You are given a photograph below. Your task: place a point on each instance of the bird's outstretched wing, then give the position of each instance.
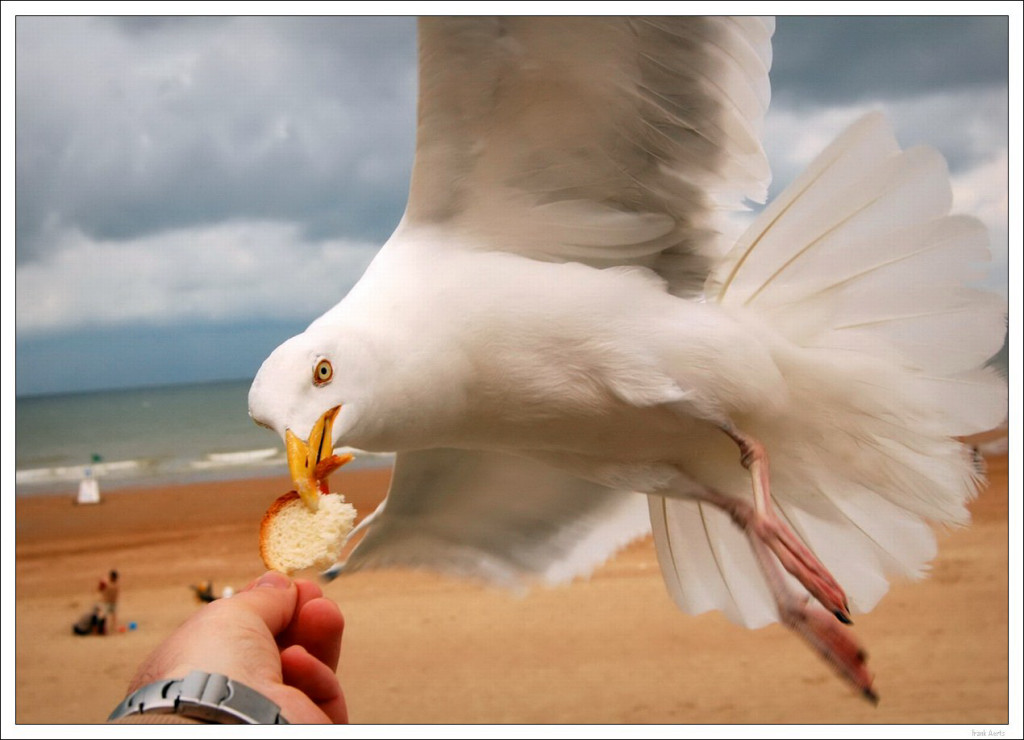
(502, 519)
(602, 140)
(859, 264)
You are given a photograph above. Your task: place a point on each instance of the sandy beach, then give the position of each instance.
(425, 649)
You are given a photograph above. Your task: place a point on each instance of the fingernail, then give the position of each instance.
(273, 579)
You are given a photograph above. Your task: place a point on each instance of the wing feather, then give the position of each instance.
(535, 130)
(502, 519)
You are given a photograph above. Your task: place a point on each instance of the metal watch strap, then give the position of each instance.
(211, 697)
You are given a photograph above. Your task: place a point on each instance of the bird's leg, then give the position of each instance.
(764, 526)
(829, 639)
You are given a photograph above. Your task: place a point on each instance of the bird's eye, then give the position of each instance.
(323, 373)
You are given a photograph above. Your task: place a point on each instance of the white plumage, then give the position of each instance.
(554, 329)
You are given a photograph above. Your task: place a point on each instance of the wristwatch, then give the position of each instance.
(210, 697)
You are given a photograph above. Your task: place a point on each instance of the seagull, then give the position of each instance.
(566, 351)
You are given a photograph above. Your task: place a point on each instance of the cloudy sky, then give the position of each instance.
(190, 191)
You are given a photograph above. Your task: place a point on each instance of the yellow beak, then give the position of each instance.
(310, 463)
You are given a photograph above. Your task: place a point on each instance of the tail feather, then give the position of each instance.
(862, 276)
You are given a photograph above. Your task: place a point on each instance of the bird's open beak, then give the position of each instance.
(311, 462)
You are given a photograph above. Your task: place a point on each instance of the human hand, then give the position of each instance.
(280, 638)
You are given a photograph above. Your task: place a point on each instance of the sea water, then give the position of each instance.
(144, 436)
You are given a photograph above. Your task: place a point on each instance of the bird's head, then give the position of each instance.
(300, 392)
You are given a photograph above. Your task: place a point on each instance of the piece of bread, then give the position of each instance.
(292, 537)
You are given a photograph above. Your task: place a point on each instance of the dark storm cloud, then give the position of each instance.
(129, 126)
(821, 59)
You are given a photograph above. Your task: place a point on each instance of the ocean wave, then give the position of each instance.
(209, 465)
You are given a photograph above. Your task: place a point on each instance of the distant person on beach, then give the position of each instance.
(204, 592)
(90, 622)
(110, 590)
(280, 638)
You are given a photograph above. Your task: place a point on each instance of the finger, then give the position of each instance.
(235, 637)
(305, 672)
(317, 627)
(272, 597)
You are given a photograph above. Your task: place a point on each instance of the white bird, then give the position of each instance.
(565, 356)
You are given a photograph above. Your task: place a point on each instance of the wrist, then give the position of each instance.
(209, 697)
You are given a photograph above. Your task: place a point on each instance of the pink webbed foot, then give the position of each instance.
(765, 525)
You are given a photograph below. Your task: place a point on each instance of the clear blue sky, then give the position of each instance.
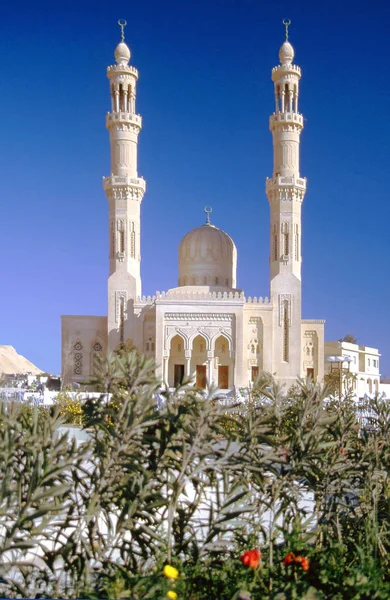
(205, 95)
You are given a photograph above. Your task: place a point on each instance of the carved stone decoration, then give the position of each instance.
(211, 317)
(120, 300)
(282, 298)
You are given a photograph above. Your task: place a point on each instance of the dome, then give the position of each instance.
(122, 54)
(286, 53)
(207, 257)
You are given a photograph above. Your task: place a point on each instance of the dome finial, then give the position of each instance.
(208, 210)
(286, 23)
(122, 24)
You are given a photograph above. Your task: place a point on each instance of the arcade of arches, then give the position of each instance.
(200, 359)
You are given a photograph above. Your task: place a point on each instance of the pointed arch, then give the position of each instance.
(96, 356)
(176, 363)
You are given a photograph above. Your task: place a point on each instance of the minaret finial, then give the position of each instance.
(122, 24)
(286, 23)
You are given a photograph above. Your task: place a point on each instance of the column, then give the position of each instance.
(187, 356)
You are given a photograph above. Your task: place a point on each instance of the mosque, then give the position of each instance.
(206, 327)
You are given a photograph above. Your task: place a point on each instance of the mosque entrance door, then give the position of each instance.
(178, 375)
(223, 377)
(201, 376)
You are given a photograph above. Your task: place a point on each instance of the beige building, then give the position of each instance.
(206, 327)
(361, 361)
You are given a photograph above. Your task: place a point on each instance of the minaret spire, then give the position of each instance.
(285, 191)
(124, 190)
(286, 23)
(122, 24)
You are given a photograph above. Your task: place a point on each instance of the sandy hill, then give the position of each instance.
(12, 362)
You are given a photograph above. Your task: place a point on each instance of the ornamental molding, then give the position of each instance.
(176, 316)
(282, 298)
(120, 299)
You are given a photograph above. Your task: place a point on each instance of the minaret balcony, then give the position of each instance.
(123, 117)
(281, 70)
(286, 117)
(117, 181)
(273, 183)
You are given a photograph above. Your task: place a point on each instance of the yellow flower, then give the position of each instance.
(170, 572)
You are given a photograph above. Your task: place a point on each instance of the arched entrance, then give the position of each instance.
(176, 363)
(199, 361)
(223, 363)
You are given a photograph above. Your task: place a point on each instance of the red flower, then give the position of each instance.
(251, 558)
(289, 559)
(299, 560)
(305, 564)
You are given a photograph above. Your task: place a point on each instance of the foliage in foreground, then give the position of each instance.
(198, 486)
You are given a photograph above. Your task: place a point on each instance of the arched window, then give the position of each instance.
(78, 358)
(132, 240)
(96, 357)
(285, 331)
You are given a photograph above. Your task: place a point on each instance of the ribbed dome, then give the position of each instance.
(207, 256)
(286, 53)
(122, 54)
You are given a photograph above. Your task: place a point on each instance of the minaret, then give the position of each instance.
(285, 191)
(124, 190)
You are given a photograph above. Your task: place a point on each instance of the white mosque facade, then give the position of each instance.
(206, 327)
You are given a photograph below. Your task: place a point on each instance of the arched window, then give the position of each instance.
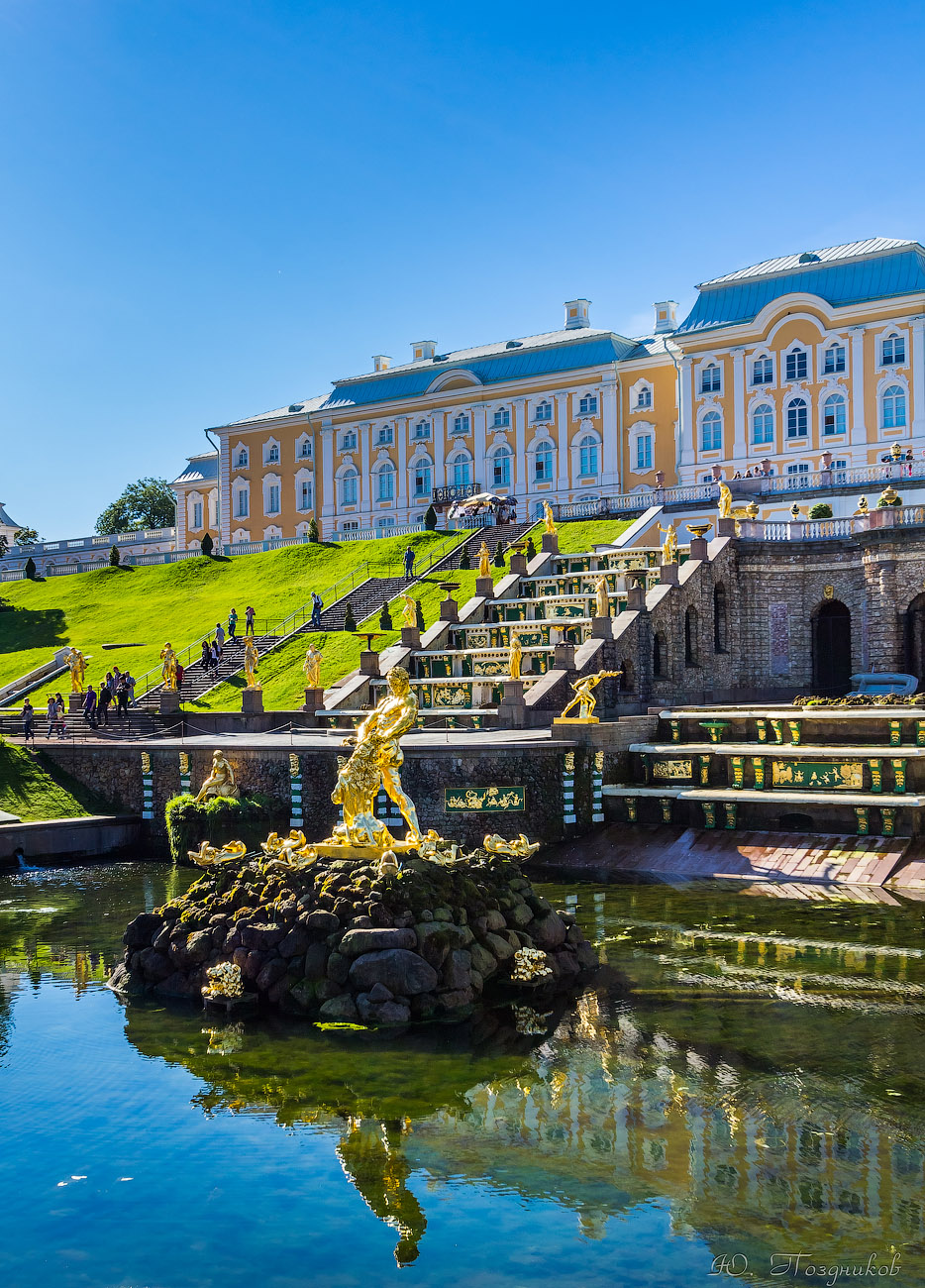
(587, 456)
(797, 417)
(719, 618)
(348, 485)
(894, 407)
(834, 415)
(690, 636)
(543, 467)
(763, 424)
(711, 432)
(385, 489)
(500, 463)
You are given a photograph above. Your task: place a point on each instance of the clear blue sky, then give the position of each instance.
(211, 207)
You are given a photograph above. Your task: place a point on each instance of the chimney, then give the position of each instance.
(576, 314)
(667, 316)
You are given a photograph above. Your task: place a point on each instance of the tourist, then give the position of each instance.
(90, 706)
(27, 721)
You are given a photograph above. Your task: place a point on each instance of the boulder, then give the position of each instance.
(368, 940)
(398, 969)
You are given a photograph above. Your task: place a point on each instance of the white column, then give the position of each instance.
(739, 445)
(608, 432)
(479, 467)
(402, 426)
(917, 360)
(859, 428)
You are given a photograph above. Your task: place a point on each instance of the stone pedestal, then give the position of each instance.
(169, 702)
(252, 702)
(564, 657)
(368, 662)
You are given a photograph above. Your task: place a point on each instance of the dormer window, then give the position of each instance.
(710, 378)
(797, 365)
(893, 351)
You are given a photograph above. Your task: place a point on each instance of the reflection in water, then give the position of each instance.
(752, 1063)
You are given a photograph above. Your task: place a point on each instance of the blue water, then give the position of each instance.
(744, 1081)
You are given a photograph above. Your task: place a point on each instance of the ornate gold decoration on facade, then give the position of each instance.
(221, 781)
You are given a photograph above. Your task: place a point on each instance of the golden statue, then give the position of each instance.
(376, 761)
(76, 665)
(670, 544)
(483, 561)
(169, 669)
(312, 668)
(514, 656)
(251, 660)
(221, 782)
(602, 597)
(583, 696)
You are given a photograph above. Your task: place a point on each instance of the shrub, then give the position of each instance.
(221, 819)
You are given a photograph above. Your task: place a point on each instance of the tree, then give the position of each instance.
(146, 503)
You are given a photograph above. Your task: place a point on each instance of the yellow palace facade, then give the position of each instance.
(787, 366)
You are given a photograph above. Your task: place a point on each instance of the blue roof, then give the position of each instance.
(491, 369)
(898, 273)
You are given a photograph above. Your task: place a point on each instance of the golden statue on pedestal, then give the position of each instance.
(221, 782)
(76, 665)
(312, 668)
(169, 669)
(376, 760)
(483, 561)
(251, 660)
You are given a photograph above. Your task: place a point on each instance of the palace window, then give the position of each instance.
(834, 415)
(893, 351)
(763, 424)
(543, 463)
(710, 378)
(587, 456)
(894, 407)
(797, 417)
(834, 360)
(711, 432)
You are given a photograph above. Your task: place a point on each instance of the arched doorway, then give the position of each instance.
(831, 649)
(915, 639)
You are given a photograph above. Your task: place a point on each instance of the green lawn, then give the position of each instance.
(37, 789)
(145, 606)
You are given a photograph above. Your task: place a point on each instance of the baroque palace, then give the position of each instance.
(799, 362)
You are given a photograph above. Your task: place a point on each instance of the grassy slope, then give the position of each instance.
(29, 790)
(176, 601)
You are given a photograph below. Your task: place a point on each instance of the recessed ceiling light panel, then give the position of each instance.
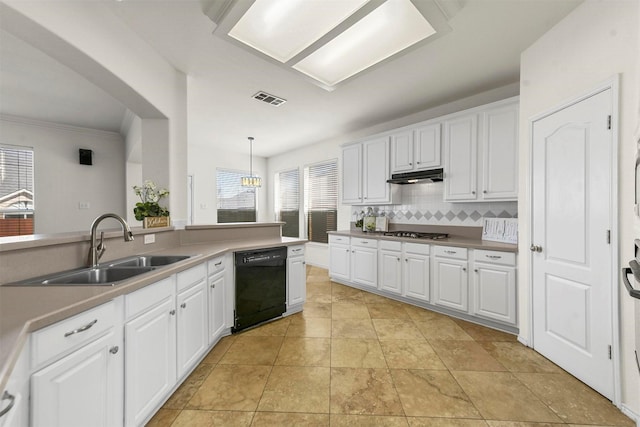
(390, 28)
(284, 28)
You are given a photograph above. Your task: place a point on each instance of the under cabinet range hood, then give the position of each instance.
(418, 177)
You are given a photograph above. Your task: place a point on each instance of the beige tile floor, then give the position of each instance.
(352, 358)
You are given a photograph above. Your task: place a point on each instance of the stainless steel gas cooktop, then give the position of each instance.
(416, 235)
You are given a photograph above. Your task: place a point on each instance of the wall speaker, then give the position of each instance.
(86, 157)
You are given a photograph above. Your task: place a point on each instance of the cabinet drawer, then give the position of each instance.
(191, 276)
(143, 299)
(390, 245)
(416, 248)
(367, 243)
(495, 257)
(215, 265)
(297, 250)
(73, 332)
(343, 240)
(450, 252)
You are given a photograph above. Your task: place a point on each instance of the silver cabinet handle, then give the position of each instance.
(12, 400)
(81, 329)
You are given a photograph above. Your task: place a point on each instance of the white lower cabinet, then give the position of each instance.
(296, 277)
(192, 328)
(390, 267)
(78, 381)
(416, 277)
(339, 257)
(150, 356)
(364, 261)
(494, 286)
(450, 278)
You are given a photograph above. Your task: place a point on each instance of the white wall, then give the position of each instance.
(60, 182)
(317, 253)
(593, 43)
(202, 164)
(88, 38)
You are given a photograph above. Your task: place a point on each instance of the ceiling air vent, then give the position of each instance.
(269, 99)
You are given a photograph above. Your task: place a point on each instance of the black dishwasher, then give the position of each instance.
(261, 286)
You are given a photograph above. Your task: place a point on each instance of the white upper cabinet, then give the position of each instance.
(481, 154)
(352, 174)
(500, 153)
(460, 157)
(416, 149)
(365, 170)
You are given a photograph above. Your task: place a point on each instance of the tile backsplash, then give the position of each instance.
(422, 204)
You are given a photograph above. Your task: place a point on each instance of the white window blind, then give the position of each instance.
(235, 202)
(16, 191)
(321, 199)
(287, 203)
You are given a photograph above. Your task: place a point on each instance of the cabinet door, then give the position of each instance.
(150, 361)
(216, 305)
(460, 160)
(296, 281)
(364, 266)
(402, 152)
(340, 262)
(427, 143)
(81, 389)
(494, 290)
(390, 276)
(376, 171)
(500, 153)
(352, 174)
(450, 285)
(192, 334)
(416, 276)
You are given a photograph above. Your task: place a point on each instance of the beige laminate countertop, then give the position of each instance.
(452, 240)
(24, 309)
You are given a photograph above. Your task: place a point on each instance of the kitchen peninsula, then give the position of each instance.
(98, 320)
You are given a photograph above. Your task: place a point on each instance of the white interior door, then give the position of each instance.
(571, 259)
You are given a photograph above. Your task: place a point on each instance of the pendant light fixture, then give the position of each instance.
(251, 181)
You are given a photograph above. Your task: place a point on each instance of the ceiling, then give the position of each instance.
(481, 52)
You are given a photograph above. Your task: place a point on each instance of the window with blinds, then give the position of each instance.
(235, 202)
(321, 200)
(16, 191)
(287, 203)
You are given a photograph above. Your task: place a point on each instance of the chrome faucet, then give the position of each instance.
(96, 251)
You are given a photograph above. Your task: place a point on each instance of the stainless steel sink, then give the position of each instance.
(97, 276)
(107, 274)
(148, 261)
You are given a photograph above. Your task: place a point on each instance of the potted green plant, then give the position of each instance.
(148, 210)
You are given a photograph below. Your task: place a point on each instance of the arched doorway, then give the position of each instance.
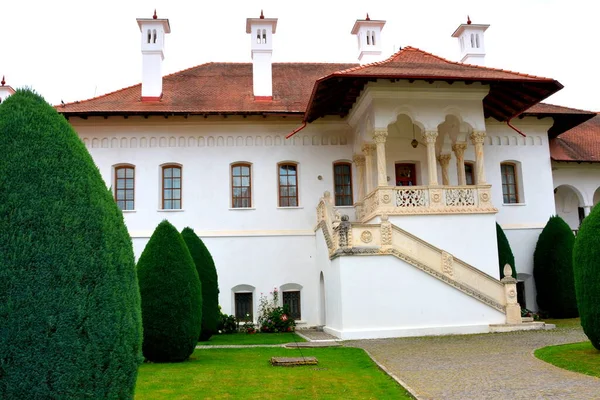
(323, 311)
(569, 205)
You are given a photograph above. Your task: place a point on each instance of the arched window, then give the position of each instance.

....

Description of the task: Output verbatim the lines beginning at the line with "sink, then give the position of each instance." and ending at the last line of the material above, inclusive. Do not carry over any pictures.

Answer to the task:
You are given a photograph above. Your task: place a point on each instance of the stainless steel sink, then give the position of each instance.
(97, 276)
(107, 274)
(148, 261)
You are given a photograph above. Your task: place a point on each instance of the potted green plant, then give the position of each instance.
(148, 210)
You are given a photograph below. Your task: place a point on each instance of the arched doorway, then give the position of each instance.
(323, 311)
(569, 205)
You are given a photograph above. Your task: place a point on each instance of the arched window, then give the position of each instance.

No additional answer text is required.